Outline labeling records
+++
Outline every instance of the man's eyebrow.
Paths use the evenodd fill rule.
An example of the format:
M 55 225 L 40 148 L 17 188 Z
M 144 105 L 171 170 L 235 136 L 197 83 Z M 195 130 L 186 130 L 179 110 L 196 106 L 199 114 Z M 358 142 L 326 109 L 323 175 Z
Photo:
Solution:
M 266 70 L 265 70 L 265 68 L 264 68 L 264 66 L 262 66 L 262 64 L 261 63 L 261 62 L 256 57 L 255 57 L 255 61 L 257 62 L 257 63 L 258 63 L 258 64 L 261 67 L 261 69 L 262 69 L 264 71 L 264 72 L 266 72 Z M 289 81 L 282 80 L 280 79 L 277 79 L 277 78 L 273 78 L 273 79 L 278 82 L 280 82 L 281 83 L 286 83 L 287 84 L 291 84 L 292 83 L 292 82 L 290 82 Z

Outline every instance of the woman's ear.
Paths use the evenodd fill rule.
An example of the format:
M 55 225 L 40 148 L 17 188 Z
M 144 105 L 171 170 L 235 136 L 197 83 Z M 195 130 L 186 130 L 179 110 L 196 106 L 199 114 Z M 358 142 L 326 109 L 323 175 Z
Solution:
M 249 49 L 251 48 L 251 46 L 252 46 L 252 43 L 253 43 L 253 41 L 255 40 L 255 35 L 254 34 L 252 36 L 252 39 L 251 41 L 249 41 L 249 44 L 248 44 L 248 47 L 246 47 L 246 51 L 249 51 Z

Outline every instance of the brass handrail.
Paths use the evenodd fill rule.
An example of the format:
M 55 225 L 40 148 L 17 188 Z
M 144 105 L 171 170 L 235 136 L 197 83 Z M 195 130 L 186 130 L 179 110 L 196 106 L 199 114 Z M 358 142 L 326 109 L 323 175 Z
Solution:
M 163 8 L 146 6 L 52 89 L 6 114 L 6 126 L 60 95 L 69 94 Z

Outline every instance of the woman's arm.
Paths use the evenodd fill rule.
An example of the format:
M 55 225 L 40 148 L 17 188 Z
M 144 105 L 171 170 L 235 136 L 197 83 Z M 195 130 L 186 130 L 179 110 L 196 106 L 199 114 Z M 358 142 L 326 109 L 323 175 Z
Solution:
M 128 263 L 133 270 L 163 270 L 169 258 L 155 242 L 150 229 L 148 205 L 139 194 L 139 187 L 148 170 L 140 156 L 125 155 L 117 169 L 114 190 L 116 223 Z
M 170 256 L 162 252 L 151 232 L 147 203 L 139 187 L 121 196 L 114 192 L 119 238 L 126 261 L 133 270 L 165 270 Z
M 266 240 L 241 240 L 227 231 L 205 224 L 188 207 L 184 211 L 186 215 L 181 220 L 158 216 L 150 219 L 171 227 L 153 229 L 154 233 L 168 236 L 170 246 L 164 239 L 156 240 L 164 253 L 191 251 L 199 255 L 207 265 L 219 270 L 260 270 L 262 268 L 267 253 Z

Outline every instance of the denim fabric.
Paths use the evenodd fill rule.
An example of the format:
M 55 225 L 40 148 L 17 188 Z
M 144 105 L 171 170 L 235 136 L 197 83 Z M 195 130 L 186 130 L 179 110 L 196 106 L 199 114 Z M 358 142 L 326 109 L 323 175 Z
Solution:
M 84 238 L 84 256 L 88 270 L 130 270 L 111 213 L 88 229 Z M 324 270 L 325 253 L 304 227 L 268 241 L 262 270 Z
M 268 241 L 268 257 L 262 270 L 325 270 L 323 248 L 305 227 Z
+++
= Required task =
Reproduce the material exactly, with every line intact.

= Result of this exercise =
Outline every instance of the man's eyebrow.
Paths use the evenodd fill rule.
An example of the format:
M 55 225 L 40 148 L 17 188 Z
M 144 105 L 171 170 L 235 136 L 197 83 Z M 195 130 L 186 130 L 179 110 L 196 106 L 199 114 Z M 358 142 L 326 109 L 323 175 Z
Photo:
Solution:
M 266 70 L 265 70 L 265 68 L 264 68 L 264 66 L 262 66 L 262 64 L 261 63 L 261 62 L 256 57 L 255 57 L 255 61 L 257 62 L 257 63 L 258 63 L 258 64 L 261 67 L 261 69 L 262 69 L 264 71 L 264 72 L 266 72 Z M 289 81 L 282 80 L 280 79 L 277 79 L 277 78 L 273 78 L 273 79 L 278 82 L 280 82 L 281 83 L 286 83 L 287 84 L 291 84 L 292 83 L 292 82 L 290 82 Z

Outline every instance of the woman's ear.
Paths use the evenodd fill rule.
An example of the format:
M 55 225 L 40 148 L 17 188 Z
M 144 105 L 171 170 L 235 136 L 197 83 Z M 195 130 L 186 130 L 179 110 L 196 106 L 199 114 Z M 358 142 L 326 109 L 323 175 Z
Solution:
M 249 49 L 251 48 L 251 46 L 252 46 L 252 43 L 253 43 L 253 41 L 255 40 L 255 35 L 254 34 L 252 36 L 252 39 L 251 41 L 249 41 L 249 44 L 248 44 L 248 47 L 246 47 L 246 51 L 249 51 Z

Outline every instance of the brass handrail.
Paths use the evenodd fill rule.
An example of the format:
M 55 225 L 40 148 L 17 188 Z
M 144 105 L 171 170 L 235 136 L 197 83 Z M 195 130 L 186 130 L 179 110 L 196 106 L 199 114 Z M 358 142 L 326 109 L 323 175 Z
Solution:
M 163 8 L 146 6 L 52 89 L 6 114 L 6 126 L 60 95 L 69 94 Z

Outline every instance of the woman's arm.
Paths use the evenodd fill rule.
An example of the format:
M 55 225 L 40 148 L 17 188 Z
M 144 105 L 171 170 L 235 136 L 197 83 Z M 195 130 L 186 130 L 179 110 L 196 106 L 199 114 Z M 358 142 L 326 109 L 323 175 Z
Solution:
M 128 263 L 133 270 L 163 270 L 169 258 L 155 242 L 150 229 L 148 205 L 139 194 L 139 187 L 148 170 L 140 156 L 125 155 L 117 169 L 114 190 L 116 223 Z
M 170 256 L 162 252 L 151 232 L 147 203 L 139 187 L 121 196 L 114 192 L 119 238 L 126 261 L 133 270 L 165 270 Z
M 266 240 L 241 240 L 227 231 L 205 224 L 188 207 L 184 211 L 186 215 L 181 220 L 158 216 L 150 219 L 171 227 L 153 229 L 154 233 L 168 236 L 170 246 L 164 239 L 156 240 L 164 253 L 191 251 L 199 255 L 207 265 L 219 270 L 260 270 L 262 268 L 267 253 Z

Outline every instance of the denim fabric.
Paths use the evenodd fill rule.
An example of the format:
M 55 225 L 40 148 L 17 188 Z
M 144 105 L 171 170 L 235 136 L 197 83 Z M 195 130 L 186 130 L 179 110 L 196 106 L 199 114 Z M 358 142 L 326 109 L 323 175 Z
Solution:
M 84 238 L 84 256 L 88 270 L 130 270 L 111 213 L 88 229 Z M 324 270 L 325 253 L 304 227 L 268 241 L 262 270 Z
M 268 241 L 268 257 L 262 270 L 325 270 L 323 248 L 305 227 Z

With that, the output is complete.